__Auszug__

========================================

Vor fünf Jahren begann die Erweiterung des Gemeindezentrums der Klosterkirche. Dass diese Erweiterung auf dem Gelände des ehemaligen Friedhofs erfolgen würde, war bekannt. Um möglichst wenig der bis 1872 betriebenen Ruhestätte ausheben zu müssen, setzte die Gemeinde auf eine Pfahlbauweise – dennoch kamen im Zuge der Arbeiten einige Skelette zum Vorschein. Nach einer mehrjährigen anthropologischen Untersuchung an der Universität Göttingen kamen die Gebeine kürzlich nach Lilienthal zurück und wurden erneut beigesetzt.
Das genaue Alter der Skelette ist auch nach ihrer Untersuchung unklar. „Seit das Kloster in Betrieb war, wurde hier beigesetzt“, berichtete Pastor Volkmar Kamp im Zuge eines Vortrags der Göttinger Anthropologin Birgit Großkopf, welche die Skelette untersucht hatte. Auch lassen sich die einzelnen Knochen keinen Individuen mehr zuordnen. Dafür wäre eine DNA-Analyse notwendig gewesen, welche Großkopf und ihr Team aufgrund der damit einhergehenden Kosten und des hohen Arbeitsaufwands unterließen. Bekannt sind jedoch die Namen der Familien, deren Gräber zuletzt an den ausgehobenen Stellen platziert waren. So befinden sich unter ausgegrabenen Ahnen möglicherweise Mitglieder der Familien Gefken, Rodenburg, Kellner, Ahrens, Meyer, Frehrens, Gieschen, Kastens, Kientzel, Meyerdiercks und Hein.

========================================

__Daten zur Übung__
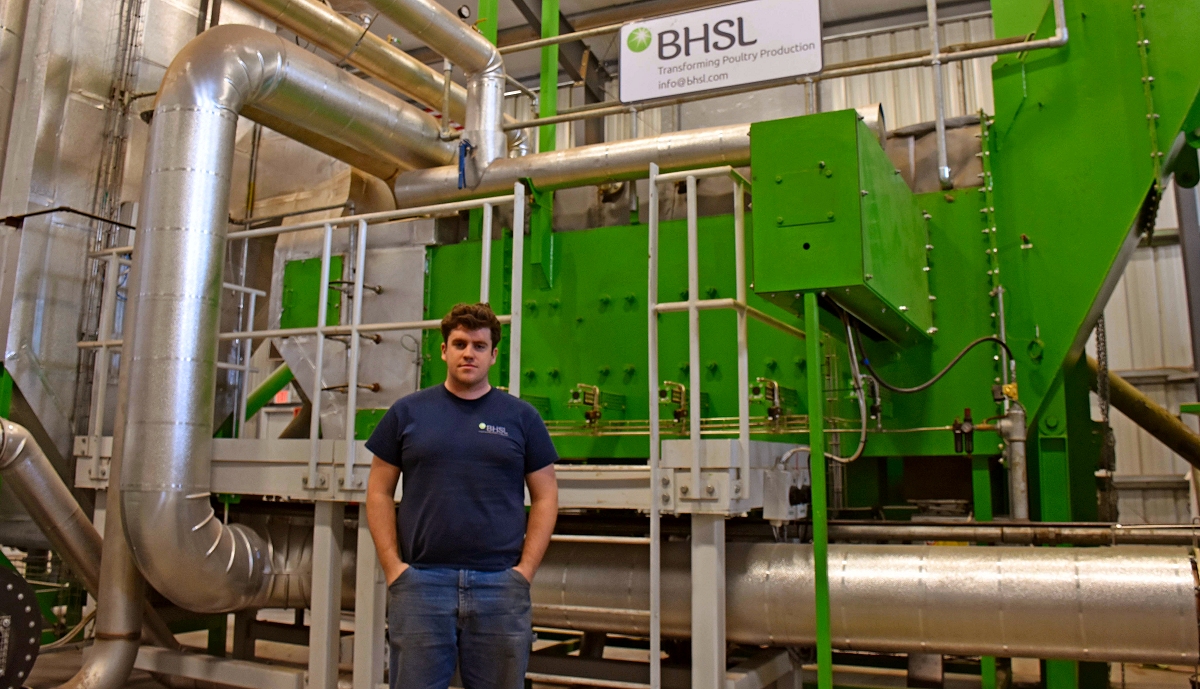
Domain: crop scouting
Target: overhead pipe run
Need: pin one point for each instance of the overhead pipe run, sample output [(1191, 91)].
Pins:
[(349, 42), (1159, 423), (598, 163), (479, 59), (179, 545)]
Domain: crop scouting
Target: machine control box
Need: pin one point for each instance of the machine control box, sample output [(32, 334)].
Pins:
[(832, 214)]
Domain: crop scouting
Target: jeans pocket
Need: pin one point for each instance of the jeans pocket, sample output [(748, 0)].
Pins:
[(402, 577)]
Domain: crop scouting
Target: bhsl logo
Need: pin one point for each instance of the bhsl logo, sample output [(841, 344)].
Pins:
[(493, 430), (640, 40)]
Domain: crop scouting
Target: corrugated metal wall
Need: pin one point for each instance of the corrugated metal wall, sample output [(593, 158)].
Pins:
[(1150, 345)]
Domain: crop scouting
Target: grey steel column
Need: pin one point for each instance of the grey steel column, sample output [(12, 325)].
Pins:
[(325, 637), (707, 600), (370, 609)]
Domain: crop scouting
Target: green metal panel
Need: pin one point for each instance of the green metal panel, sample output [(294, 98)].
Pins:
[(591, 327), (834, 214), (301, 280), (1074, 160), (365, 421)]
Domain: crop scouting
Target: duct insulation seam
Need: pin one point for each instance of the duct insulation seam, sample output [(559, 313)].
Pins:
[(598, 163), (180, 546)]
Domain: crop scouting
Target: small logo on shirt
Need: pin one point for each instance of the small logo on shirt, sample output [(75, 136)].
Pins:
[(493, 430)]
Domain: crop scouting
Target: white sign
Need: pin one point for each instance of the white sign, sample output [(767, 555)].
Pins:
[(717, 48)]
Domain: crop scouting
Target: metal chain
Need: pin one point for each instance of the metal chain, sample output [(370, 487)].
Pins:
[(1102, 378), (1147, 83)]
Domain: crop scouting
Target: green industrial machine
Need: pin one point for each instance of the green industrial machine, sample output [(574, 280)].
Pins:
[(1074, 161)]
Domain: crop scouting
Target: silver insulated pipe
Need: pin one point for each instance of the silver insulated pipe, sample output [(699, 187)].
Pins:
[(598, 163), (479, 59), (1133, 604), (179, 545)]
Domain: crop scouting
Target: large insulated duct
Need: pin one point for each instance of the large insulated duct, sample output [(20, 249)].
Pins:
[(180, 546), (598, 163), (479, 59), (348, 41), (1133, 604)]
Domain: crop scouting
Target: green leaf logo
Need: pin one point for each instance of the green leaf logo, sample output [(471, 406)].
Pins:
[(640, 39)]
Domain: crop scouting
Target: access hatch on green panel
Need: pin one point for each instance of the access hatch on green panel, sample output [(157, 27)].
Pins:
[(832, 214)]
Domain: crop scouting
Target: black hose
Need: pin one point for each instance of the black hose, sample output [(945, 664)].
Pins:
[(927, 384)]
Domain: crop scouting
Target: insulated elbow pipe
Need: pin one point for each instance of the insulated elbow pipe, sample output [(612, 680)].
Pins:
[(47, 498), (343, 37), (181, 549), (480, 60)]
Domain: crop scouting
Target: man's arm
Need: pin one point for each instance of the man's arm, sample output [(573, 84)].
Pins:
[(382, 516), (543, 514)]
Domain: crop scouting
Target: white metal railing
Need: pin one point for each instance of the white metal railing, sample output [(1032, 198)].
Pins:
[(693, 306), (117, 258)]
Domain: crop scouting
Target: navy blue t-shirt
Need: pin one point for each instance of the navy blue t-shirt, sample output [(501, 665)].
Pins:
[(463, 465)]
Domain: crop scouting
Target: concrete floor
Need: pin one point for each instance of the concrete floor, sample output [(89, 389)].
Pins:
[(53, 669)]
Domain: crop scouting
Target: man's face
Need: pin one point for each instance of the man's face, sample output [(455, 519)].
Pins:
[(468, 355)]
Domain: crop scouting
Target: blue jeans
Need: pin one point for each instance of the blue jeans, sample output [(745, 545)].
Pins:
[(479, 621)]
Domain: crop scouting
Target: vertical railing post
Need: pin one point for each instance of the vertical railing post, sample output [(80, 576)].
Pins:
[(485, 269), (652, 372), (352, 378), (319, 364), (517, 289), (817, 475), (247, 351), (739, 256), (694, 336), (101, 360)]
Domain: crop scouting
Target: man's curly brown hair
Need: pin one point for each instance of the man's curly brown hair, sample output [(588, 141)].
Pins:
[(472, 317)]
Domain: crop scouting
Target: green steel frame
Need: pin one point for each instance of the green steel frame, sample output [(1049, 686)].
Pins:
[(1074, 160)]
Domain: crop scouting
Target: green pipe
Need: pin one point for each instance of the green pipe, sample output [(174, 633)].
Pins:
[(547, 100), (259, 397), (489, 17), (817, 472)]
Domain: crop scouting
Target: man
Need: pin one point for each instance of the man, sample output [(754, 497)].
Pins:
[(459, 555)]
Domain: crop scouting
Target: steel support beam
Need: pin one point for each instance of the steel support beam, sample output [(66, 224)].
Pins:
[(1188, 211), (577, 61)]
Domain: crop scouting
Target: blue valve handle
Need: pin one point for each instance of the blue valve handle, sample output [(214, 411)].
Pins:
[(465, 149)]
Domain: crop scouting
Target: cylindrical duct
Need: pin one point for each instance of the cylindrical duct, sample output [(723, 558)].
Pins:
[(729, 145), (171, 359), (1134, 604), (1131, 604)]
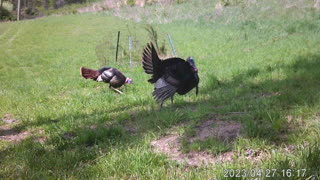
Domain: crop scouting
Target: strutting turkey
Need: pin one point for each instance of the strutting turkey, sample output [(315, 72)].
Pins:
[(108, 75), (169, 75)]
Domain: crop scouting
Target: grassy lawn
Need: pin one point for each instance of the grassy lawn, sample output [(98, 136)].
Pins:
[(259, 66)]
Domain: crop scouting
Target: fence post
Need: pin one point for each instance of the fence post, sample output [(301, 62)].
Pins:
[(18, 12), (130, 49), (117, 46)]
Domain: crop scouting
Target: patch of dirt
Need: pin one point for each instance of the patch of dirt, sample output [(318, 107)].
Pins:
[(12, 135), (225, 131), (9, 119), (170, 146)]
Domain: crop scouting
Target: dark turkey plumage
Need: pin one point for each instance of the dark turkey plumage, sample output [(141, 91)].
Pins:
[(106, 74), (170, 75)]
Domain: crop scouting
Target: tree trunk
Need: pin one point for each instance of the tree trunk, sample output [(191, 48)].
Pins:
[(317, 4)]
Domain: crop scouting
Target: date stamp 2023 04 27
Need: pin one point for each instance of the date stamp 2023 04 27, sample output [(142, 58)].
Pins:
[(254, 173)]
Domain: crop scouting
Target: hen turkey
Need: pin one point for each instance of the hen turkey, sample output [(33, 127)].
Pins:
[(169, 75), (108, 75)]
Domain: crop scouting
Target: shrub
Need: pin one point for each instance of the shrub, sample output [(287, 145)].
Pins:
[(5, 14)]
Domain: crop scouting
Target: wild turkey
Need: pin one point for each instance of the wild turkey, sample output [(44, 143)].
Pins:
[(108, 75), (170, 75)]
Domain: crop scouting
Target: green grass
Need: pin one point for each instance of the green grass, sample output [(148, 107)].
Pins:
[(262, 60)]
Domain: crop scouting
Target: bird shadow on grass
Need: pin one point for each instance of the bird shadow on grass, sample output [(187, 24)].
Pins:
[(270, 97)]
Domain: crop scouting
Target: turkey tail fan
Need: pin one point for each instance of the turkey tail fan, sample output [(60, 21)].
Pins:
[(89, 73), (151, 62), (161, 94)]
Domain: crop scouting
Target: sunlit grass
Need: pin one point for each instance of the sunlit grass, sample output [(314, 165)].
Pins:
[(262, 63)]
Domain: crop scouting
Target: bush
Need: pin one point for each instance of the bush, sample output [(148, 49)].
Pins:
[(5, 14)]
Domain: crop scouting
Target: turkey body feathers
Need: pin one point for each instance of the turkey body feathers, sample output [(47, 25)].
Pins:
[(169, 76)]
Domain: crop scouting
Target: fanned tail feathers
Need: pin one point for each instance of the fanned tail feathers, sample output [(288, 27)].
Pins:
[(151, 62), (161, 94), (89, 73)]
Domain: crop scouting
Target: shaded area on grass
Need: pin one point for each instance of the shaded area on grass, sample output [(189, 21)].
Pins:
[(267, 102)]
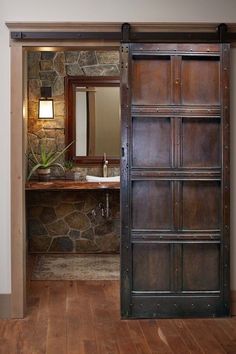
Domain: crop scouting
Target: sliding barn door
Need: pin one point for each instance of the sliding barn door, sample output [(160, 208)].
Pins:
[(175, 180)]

========================================

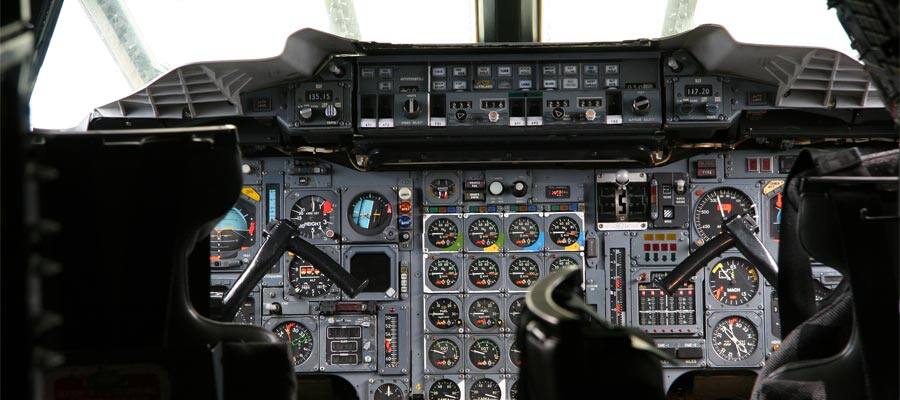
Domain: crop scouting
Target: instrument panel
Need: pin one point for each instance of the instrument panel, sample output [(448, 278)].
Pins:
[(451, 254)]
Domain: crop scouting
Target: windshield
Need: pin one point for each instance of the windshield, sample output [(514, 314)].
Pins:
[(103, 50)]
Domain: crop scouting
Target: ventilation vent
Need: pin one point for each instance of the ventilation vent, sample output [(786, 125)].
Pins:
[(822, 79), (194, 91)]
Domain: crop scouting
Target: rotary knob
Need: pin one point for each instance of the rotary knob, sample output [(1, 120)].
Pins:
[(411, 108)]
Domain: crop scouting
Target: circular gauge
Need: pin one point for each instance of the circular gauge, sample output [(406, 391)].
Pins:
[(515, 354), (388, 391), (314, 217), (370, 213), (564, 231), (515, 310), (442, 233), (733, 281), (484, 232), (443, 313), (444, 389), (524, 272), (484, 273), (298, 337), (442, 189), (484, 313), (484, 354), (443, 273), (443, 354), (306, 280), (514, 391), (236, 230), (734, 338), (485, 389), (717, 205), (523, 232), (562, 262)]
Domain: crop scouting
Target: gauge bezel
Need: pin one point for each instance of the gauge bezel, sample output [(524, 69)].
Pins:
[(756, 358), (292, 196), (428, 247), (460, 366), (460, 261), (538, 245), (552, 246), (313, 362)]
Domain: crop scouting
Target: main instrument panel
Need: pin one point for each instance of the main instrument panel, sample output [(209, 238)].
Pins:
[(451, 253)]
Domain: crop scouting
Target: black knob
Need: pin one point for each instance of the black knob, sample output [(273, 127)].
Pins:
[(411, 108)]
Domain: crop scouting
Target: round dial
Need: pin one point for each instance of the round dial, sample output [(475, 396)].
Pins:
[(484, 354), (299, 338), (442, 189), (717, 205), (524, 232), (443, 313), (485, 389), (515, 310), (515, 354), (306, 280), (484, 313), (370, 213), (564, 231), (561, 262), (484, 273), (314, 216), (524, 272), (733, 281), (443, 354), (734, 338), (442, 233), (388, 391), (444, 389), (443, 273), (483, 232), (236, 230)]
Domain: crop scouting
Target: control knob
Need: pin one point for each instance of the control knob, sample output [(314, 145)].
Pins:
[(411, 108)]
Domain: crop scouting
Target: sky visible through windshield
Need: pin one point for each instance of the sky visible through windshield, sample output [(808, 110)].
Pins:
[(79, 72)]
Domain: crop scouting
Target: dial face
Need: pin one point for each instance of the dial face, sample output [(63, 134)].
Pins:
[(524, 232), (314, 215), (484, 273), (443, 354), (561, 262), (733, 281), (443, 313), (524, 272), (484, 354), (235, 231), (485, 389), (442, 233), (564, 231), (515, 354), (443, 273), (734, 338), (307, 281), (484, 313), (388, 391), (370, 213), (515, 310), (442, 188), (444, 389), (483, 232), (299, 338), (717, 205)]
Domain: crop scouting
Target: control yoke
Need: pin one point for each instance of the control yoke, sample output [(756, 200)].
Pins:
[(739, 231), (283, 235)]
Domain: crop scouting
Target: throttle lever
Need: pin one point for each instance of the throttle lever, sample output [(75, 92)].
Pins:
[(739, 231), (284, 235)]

========================================

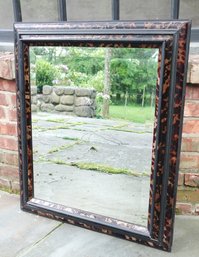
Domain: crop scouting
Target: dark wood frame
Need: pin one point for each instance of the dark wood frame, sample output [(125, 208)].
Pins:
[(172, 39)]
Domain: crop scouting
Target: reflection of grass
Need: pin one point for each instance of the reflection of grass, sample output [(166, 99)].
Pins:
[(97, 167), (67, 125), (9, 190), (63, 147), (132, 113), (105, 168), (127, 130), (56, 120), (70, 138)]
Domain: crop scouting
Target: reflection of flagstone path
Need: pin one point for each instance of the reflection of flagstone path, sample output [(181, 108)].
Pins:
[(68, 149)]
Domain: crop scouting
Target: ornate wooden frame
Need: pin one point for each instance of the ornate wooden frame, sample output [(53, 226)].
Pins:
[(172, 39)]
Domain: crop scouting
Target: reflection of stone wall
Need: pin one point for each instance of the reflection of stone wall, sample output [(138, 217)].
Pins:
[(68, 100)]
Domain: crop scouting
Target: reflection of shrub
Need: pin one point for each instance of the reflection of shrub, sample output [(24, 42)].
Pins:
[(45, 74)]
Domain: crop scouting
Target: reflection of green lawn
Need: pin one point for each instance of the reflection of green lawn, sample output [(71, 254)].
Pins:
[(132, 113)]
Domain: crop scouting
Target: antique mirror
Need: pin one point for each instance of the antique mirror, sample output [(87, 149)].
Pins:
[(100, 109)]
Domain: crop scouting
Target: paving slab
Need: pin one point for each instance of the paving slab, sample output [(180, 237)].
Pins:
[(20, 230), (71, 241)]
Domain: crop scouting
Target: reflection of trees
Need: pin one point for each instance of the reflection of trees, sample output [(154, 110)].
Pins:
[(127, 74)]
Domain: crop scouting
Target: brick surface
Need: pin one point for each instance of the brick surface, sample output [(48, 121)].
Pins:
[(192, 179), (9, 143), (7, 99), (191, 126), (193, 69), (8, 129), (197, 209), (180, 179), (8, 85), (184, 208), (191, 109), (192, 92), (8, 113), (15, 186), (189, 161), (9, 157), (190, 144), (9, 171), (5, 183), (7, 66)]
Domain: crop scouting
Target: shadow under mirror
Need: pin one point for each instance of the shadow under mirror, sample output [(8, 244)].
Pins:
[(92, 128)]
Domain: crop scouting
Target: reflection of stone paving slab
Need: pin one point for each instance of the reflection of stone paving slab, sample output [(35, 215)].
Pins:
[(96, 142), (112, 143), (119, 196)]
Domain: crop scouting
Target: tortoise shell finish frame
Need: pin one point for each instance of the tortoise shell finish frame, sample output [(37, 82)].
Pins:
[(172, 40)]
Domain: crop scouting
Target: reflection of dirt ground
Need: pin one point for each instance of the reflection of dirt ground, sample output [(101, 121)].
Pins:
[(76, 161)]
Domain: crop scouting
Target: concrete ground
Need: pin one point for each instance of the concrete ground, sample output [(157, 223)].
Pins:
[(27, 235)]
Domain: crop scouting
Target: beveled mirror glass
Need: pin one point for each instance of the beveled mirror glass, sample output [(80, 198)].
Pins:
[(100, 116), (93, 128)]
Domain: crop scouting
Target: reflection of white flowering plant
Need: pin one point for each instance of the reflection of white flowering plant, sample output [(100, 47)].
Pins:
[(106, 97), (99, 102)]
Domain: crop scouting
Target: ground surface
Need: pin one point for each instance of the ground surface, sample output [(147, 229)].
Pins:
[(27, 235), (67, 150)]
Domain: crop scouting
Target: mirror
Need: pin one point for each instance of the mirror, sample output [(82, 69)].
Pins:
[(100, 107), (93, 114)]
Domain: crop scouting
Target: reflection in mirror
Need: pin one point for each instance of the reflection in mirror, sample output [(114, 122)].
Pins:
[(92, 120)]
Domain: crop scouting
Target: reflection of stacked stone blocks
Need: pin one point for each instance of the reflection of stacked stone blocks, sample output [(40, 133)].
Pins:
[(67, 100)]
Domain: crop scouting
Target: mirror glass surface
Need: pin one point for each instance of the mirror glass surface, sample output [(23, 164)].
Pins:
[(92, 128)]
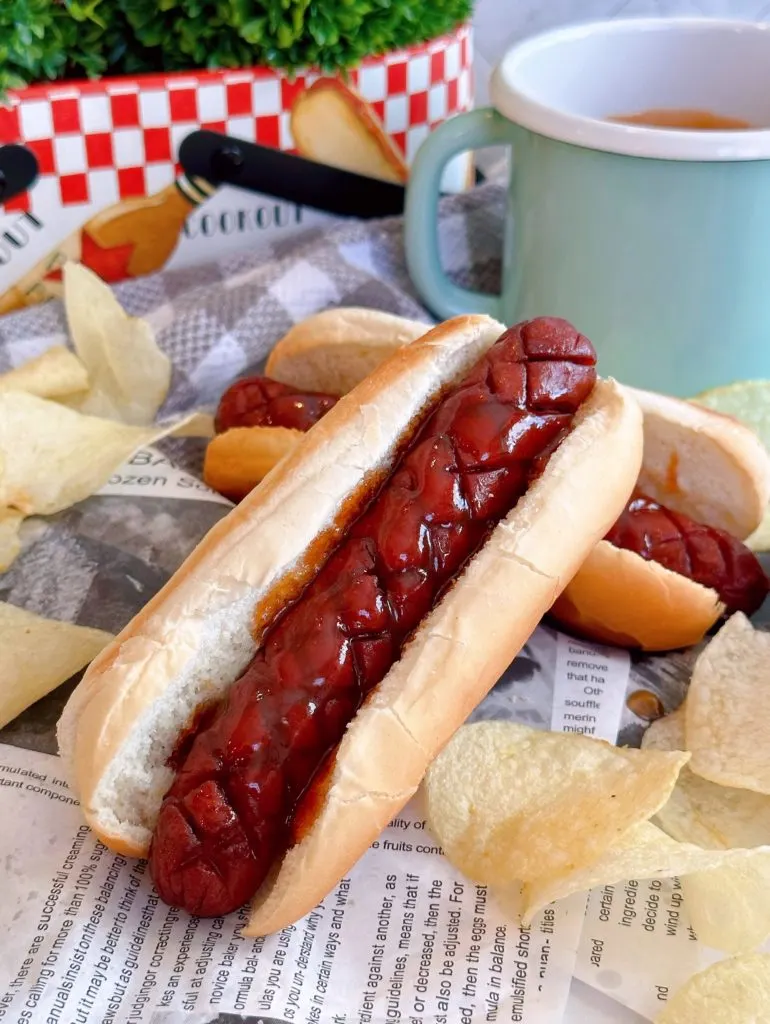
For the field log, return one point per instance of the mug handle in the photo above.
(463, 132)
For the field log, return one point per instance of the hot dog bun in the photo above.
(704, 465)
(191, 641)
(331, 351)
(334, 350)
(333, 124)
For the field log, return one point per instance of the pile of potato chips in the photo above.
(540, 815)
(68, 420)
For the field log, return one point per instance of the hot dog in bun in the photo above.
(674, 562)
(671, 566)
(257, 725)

========================================

__Anhand der Informationen__
• a. Bis zu welchem Jahr wurde der ehemalige Friedhof an der Klosterkirche laut dem Auszug betrieben?
• b. Schreibe den Bericht über die Skelette vom ehemaligen Friedhof der Klosterkirche weiter.

__Lösungen der Aufgaben__
• a. Bis 1872.

• b.
Wie lange Knochen überdauern, sei stark von ihrer Umgebung abhängig, berichtete Großkopf bei ihrem Vortrag. Entsprechend lässt sich auch aus der Auflistung der Familiengräber nicht sicher ableiten, welchen Familien die Menschen angehörten, deren Knochen in Göttingen zur Untersuchung vorlagen. Mindestens zehn Individuen seien es gewesen, die ihr Team untersuchte, so Großkopf.
Viel an Skeletten gearbeitet
„Wichtiges Quellenmaterial für die Anthropologie“ seien die Gebeine gewesen, erzählt die Forscherin. Besonders Studierende hätten viel mit den Skeletten gearbeitet und an ihnen geübt. Bei ihrem Vortrag zeigte Großkopf anhand von Bildern der Gebeine verschiedene anthropologische Methoden auf, beispielsweise zur Bestimmung des Sterbealters. Überwiegend seien es „sehr junge und sehr alte“ Personen gewesen. Das sei ganz normal, erklärte sie. „Man konnte auch damals 80 werden.“ Nur sei die Kindersterblichkeit sehr hoch gewesen, weshalb die durchschnittliche Lebenserwartung insgesamt geringer war als heute.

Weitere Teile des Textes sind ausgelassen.